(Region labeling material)
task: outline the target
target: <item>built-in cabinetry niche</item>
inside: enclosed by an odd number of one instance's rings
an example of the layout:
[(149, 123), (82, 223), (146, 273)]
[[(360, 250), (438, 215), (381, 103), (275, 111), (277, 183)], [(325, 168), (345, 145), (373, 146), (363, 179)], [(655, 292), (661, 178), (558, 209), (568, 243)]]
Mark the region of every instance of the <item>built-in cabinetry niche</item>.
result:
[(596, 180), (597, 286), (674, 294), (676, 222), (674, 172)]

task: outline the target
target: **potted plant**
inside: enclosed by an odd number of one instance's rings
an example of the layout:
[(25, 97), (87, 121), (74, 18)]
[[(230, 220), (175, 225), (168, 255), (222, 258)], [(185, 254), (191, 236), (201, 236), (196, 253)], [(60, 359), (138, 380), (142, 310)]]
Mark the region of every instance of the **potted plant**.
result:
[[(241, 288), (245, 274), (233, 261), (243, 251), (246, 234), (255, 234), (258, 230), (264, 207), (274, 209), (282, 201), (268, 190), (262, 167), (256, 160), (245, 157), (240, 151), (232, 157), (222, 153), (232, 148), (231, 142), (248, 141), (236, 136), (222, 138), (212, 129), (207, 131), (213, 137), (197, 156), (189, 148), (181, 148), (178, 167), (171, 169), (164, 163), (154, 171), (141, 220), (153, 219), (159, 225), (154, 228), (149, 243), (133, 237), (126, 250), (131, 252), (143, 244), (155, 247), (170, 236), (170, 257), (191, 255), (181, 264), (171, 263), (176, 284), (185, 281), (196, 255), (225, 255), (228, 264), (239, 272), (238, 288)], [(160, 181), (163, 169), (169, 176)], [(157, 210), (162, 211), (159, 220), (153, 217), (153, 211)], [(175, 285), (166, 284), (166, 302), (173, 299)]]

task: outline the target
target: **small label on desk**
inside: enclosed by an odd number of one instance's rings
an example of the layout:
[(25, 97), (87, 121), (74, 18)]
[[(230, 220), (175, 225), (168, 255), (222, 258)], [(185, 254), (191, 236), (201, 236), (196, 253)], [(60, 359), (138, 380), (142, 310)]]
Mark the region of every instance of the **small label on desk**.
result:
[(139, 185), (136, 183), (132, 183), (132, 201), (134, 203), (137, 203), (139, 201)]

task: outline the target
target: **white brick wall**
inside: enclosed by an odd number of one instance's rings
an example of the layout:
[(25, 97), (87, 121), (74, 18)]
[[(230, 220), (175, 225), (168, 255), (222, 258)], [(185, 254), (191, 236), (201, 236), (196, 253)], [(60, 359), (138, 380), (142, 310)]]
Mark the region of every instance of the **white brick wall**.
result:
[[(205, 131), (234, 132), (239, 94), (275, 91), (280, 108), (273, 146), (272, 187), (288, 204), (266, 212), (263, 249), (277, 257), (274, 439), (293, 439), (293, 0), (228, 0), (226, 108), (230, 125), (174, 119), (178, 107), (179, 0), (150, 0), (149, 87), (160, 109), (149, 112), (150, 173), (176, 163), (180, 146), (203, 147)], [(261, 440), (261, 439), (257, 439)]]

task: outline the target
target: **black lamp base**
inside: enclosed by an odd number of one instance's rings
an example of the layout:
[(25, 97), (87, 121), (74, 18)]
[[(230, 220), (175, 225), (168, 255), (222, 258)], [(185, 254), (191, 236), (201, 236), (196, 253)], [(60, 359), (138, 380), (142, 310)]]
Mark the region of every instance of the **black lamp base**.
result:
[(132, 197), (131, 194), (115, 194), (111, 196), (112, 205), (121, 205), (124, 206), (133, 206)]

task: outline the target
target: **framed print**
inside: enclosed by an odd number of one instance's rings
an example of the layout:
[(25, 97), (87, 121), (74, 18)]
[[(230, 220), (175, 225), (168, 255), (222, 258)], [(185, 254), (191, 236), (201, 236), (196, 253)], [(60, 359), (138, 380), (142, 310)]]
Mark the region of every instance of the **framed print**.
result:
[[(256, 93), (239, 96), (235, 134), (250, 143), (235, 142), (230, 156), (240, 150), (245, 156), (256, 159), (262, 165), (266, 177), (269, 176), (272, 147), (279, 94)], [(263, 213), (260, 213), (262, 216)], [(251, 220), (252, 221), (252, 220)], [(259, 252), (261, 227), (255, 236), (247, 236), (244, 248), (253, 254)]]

» **TASK INSTRUCTIONS**: Rewrite all of the material above, substituting "trace the target" for every occurrence of "outline the target" and leaving everything else unchanged.

» **OUTPUT FOR THIS EXERCISE**:
task: trace the target
target: <item>built-in cabinetry niche</item>
inside: enclosed by an odd number of one instance's rings
an example of the layout:
[(149, 123), (82, 223), (146, 273)]
[[(360, 250), (438, 215), (381, 103), (275, 111), (277, 183)], [(325, 168), (345, 145), (373, 146), (363, 179)], [(655, 292), (661, 178), (558, 209), (568, 243)]]
Mark the region of every instance of the <item>built-in cabinetry niche</item>.
result:
[(596, 180), (597, 286), (674, 294), (676, 222), (674, 172)]

task: trace the target
target: **potted plant**
inside: enclosed by an odd number of one instance's rings
an example of the layout:
[(25, 97), (87, 121), (74, 18)]
[[(230, 220), (175, 225), (168, 255), (222, 258)], [(185, 254), (191, 236), (201, 236), (196, 253)], [(60, 359), (138, 380), (142, 310)]]
Mark the region of every instance of the **potted plant**.
result:
[[(241, 288), (245, 274), (233, 261), (243, 251), (246, 234), (255, 234), (258, 230), (264, 207), (274, 209), (282, 201), (268, 190), (262, 167), (256, 160), (245, 157), (240, 151), (232, 157), (222, 153), (232, 148), (231, 142), (248, 141), (236, 136), (222, 138), (212, 129), (207, 131), (213, 137), (197, 156), (189, 148), (181, 148), (178, 167), (171, 169), (164, 163), (154, 171), (141, 220), (153, 219), (159, 225), (154, 228), (149, 243), (133, 237), (126, 250), (131, 252), (143, 244), (155, 247), (170, 236), (170, 257), (191, 255), (181, 264), (171, 263), (176, 284), (185, 281), (196, 255), (225, 255), (228, 264), (239, 272), (238, 288)], [(160, 181), (163, 169), (169, 176)], [(157, 210), (162, 211), (159, 220), (153, 217), (153, 211)], [(175, 285), (166, 284), (166, 302), (173, 299)]]

task: trace the target
target: **small label on desk**
inside: enclosed by an odd number of one instance's rings
an example of the layout:
[(25, 97), (87, 121), (74, 18)]
[[(230, 220), (175, 225), (168, 255), (222, 258)], [(185, 254), (191, 236), (201, 236), (196, 253)], [(60, 359), (138, 380), (142, 310)]]
Mark the region of every instance of the **small label on desk**.
result:
[(139, 185), (136, 183), (132, 183), (132, 201), (134, 203), (137, 203), (139, 201)]

task: trace the target
target: **white brick wall**
inside: enclosed by an odd number of one instance's rings
an example of the layout:
[(25, 97), (87, 121), (74, 18)]
[[(230, 220), (175, 225), (168, 255), (222, 258)], [(185, 254), (191, 236), (201, 236), (196, 253)], [(60, 359), (138, 380), (142, 310)]]
Mark the region of every instance of the **white brick wall**.
result:
[[(205, 131), (234, 132), (239, 94), (275, 91), (280, 108), (273, 146), (272, 187), (288, 204), (266, 212), (263, 249), (277, 257), (274, 439), (293, 439), (293, 0), (228, 0), (226, 108), (230, 125), (174, 119), (178, 107), (179, 0), (150, 0), (149, 87), (160, 109), (149, 112), (150, 173), (176, 163), (180, 146), (203, 147)], [(261, 440), (261, 439), (257, 439)]]

task: trace the target
target: **black lamp base**
inside: enclosed by an odd number of one instance's rings
an example of the layout:
[(25, 97), (87, 121), (74, 18)]
[[(230, 220), (175, 225), (168, 255), (222, 258)], [(185, 254), (191, 236), (201, 236), (196, 253)], [(60, 359), (138, 380), (142, 310)]]
Mark the region of every instance of the **black lamp base**.
result:
[(132, 197), (131, 194), (115, 194), (111, 196), (112, 205), (121, 205), (124, 206), (133, 206)]

task: trace the target
target: **framed print**
inside: enclosed by an odd number of one instance's rings
an example of the layout:
[(25, 97), (87, 121), (74, 18)]
[[(230, 220), (175, 225), (168, 255), (222, 258)], [(185, 254), (191, 236), (201, 236), (196, 253)], [(60, 359), (138, 380), (142, 310)]]
Mark the region of every instance of the **framed print**.
result:
[[(256, 93), (239, 96), (235, 134), (250, 143), (235, 142), (230, 156), (240, 150), (245, 156), (256, 159), (262, 165), (266, 177), (269, 176), (272, 147), (279, 94)], [(263, 213), (260, 213), (262, 216)], [(251, 220), (252, 221), (252, 220)], [(259, 252), (261, 227), (255, 236), (247, 236), (244, 248), (253, 254)]]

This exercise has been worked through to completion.